To do: List every line in the records below that contains the word "walkway", copying each one in full. Matching is case-sensitive.

:: Entries provided ::

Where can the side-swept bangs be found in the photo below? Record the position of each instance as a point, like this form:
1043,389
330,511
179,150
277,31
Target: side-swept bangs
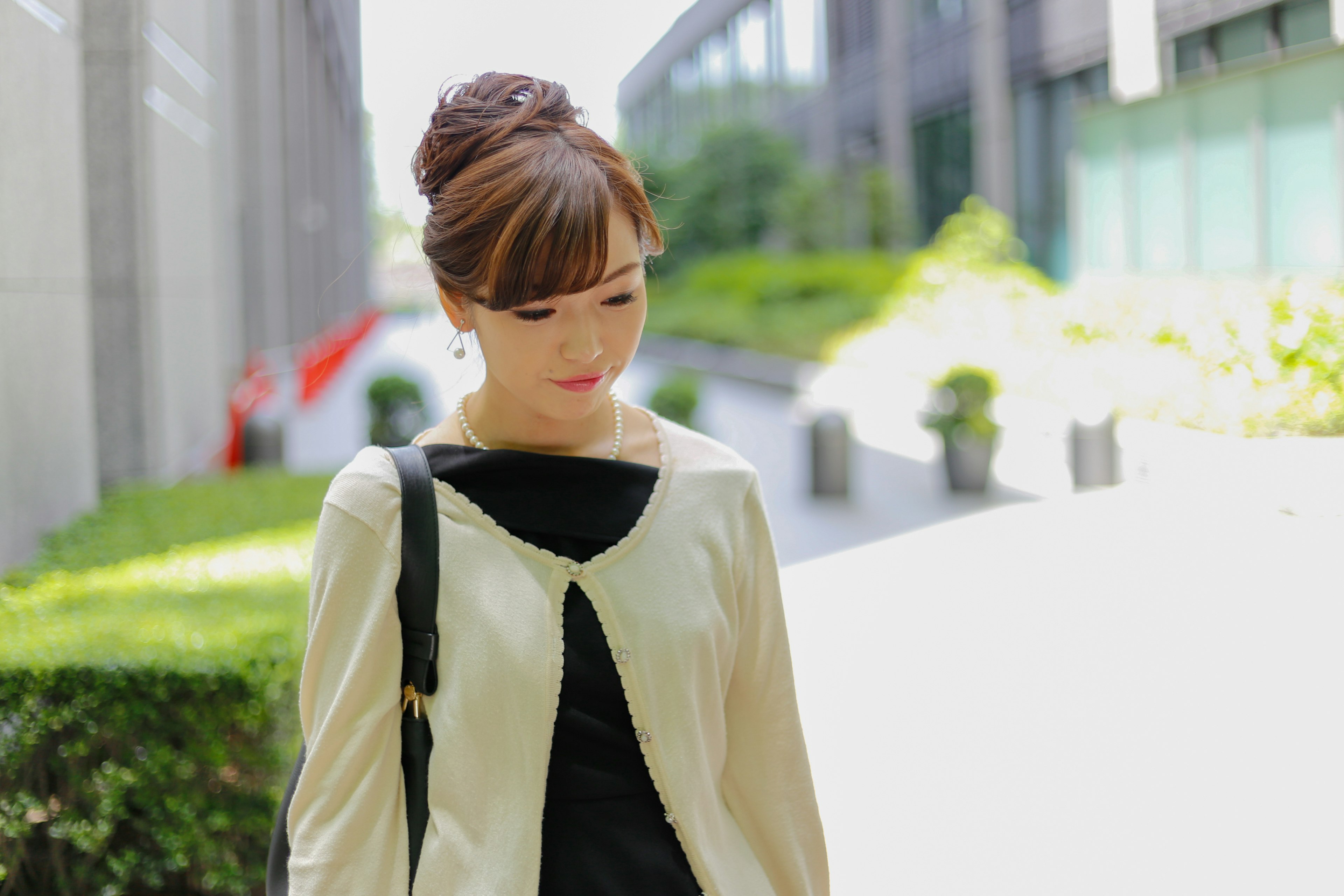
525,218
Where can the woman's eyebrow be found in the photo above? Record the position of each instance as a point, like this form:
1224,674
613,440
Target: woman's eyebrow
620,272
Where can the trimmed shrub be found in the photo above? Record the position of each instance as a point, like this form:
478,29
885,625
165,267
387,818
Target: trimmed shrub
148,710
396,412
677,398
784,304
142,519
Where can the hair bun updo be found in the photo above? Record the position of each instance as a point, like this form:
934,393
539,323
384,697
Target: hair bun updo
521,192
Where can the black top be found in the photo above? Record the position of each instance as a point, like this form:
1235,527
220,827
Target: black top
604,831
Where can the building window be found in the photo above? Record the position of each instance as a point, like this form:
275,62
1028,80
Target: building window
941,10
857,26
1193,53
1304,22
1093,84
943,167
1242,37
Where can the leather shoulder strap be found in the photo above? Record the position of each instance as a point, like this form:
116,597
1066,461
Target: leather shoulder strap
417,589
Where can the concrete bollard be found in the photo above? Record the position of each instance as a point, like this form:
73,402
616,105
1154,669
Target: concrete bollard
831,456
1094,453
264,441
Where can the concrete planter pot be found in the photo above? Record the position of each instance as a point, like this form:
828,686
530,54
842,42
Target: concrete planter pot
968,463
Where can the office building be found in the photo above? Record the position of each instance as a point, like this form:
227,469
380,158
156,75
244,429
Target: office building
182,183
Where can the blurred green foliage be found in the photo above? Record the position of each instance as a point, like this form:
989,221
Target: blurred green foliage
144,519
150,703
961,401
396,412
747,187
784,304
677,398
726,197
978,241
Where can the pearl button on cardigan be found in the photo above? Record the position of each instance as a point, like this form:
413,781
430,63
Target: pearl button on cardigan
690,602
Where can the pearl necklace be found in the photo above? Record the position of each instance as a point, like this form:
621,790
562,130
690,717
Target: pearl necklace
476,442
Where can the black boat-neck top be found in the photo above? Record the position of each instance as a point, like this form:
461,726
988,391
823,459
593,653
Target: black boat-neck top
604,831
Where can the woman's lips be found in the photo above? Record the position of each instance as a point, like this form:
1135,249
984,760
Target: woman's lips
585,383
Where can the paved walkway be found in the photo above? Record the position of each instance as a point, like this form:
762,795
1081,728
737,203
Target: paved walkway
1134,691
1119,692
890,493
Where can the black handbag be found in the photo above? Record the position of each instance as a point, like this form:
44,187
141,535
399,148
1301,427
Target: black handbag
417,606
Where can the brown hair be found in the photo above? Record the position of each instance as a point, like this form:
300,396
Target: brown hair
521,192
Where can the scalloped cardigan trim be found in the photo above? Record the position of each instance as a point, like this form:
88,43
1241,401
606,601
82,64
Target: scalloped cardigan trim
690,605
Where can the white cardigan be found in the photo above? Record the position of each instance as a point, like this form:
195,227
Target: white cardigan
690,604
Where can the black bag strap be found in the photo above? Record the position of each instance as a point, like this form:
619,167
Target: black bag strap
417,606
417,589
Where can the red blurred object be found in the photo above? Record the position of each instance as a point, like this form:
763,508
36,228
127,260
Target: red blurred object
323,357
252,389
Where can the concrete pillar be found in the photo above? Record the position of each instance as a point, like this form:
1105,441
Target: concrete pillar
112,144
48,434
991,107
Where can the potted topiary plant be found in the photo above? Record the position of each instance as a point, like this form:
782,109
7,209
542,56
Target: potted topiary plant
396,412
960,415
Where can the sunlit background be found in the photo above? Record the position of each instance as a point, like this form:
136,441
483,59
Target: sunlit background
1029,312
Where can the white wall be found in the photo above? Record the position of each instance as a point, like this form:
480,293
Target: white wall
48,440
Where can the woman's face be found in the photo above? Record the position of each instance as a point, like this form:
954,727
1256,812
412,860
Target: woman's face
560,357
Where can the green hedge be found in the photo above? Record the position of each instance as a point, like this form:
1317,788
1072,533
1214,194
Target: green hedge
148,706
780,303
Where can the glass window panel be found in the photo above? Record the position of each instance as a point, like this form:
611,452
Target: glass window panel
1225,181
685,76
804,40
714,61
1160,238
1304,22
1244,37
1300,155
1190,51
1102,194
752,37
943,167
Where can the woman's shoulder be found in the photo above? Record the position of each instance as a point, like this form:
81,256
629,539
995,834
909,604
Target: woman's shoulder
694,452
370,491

:::
:: Entries provided ::

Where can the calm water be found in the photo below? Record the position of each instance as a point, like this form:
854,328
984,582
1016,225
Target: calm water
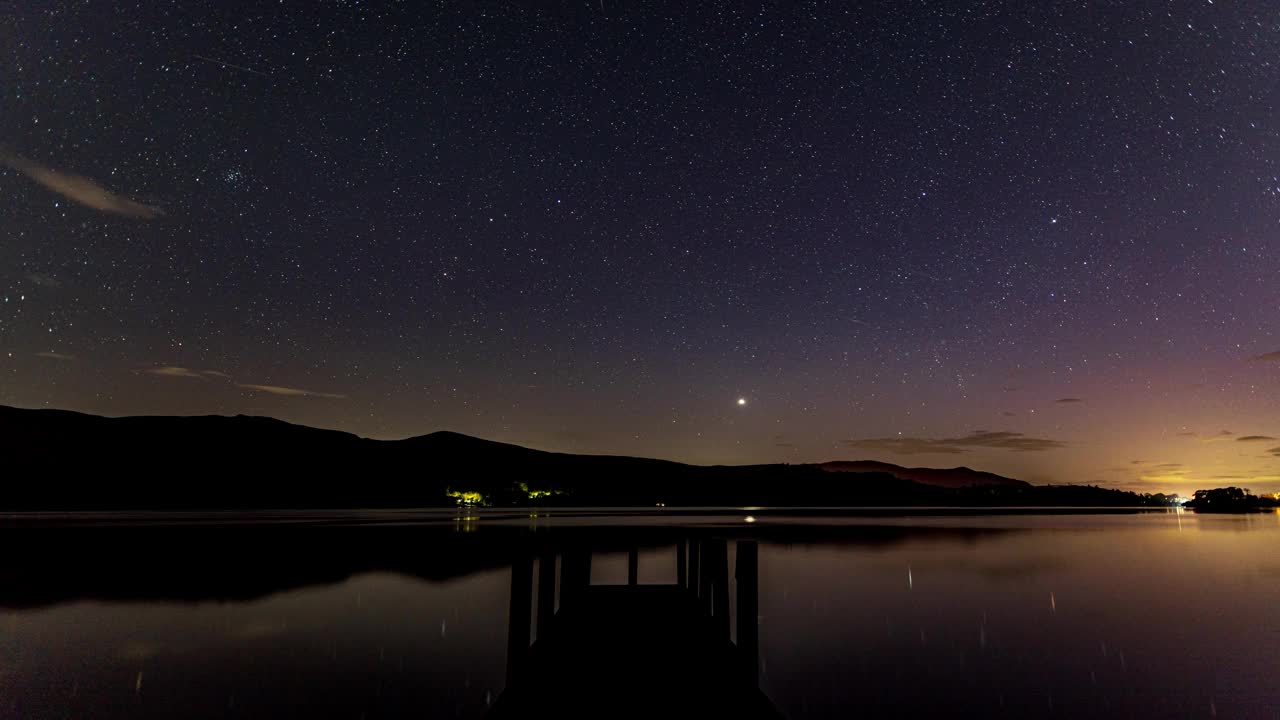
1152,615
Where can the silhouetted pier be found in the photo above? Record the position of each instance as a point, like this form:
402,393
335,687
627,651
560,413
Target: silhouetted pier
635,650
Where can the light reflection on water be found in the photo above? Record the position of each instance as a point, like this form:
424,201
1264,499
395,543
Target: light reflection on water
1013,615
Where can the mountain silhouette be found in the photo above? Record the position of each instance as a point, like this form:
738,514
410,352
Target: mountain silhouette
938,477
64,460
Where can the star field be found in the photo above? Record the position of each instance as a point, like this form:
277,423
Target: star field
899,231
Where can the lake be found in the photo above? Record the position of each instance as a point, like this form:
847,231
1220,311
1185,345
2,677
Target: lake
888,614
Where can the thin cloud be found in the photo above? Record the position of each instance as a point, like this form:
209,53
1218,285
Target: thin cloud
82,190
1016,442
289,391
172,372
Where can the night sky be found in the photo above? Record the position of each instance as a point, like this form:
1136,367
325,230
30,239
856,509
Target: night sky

:::
:: Entries provided ::

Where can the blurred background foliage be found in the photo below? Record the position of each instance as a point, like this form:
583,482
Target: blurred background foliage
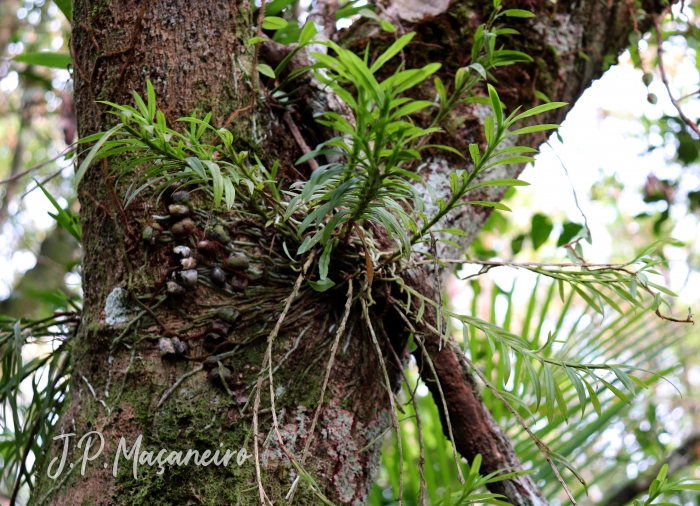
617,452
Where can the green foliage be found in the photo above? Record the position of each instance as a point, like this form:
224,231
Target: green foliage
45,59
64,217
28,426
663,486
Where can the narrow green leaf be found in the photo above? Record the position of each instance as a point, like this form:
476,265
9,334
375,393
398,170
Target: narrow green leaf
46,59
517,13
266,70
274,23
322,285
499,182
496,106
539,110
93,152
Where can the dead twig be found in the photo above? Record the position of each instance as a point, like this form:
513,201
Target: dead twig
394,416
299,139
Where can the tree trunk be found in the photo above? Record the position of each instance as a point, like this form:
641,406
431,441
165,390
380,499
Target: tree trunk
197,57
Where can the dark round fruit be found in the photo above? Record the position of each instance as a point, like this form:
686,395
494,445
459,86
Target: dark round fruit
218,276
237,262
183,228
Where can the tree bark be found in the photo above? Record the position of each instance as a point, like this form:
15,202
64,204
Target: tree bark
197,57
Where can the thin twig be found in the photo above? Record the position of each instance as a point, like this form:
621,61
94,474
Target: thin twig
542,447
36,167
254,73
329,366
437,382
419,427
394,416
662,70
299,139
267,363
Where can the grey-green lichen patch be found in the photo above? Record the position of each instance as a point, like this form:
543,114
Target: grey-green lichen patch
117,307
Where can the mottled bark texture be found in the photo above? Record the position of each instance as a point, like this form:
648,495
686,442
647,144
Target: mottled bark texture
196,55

:::

Worked answer:
Where can the paved walkway be found in the photo above? Record the position of each instance as a point, like this form:
Target: paved walkway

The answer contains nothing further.